_TASK BRIEF_: Find every line in the rows below that contains the string "dolphin", and copy each such line. Treat uppercase and lowercase as different.

_EXERCISE INPUT_:
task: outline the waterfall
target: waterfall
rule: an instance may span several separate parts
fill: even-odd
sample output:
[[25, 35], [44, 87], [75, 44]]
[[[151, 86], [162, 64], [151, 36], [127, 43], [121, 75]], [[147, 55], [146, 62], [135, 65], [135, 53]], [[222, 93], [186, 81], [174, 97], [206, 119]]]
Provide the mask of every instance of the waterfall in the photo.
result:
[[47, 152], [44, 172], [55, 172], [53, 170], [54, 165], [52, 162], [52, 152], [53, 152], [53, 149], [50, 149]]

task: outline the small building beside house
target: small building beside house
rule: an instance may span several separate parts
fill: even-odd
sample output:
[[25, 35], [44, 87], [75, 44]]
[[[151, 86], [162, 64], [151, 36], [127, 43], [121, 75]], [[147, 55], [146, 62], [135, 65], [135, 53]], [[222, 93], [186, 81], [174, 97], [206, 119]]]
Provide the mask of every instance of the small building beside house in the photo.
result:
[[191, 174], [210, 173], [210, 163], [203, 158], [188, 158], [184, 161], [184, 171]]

==

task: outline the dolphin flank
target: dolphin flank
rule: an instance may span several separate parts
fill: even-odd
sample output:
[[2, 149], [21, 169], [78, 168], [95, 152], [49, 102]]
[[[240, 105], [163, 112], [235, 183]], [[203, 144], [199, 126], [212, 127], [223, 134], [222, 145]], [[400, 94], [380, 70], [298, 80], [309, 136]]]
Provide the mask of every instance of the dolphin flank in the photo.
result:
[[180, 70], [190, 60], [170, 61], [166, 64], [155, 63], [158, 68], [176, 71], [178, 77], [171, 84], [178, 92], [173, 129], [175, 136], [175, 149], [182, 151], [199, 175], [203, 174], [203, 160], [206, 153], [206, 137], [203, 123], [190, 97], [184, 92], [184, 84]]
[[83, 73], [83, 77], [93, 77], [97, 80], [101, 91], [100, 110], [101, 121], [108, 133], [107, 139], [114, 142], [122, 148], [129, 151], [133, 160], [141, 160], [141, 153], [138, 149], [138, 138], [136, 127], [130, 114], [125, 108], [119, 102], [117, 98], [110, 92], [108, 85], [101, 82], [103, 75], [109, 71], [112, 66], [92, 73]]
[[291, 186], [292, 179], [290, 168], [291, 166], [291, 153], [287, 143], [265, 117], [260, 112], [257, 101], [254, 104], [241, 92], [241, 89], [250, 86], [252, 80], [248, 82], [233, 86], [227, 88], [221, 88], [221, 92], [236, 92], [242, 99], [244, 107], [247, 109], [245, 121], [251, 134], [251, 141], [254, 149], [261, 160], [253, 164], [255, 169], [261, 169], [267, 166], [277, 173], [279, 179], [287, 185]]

_CORRECT OUTPUT_:
task: outline the dolphin flank
target: dolphin flank
Provide the mask of every instance of the dolphin flank in the photo.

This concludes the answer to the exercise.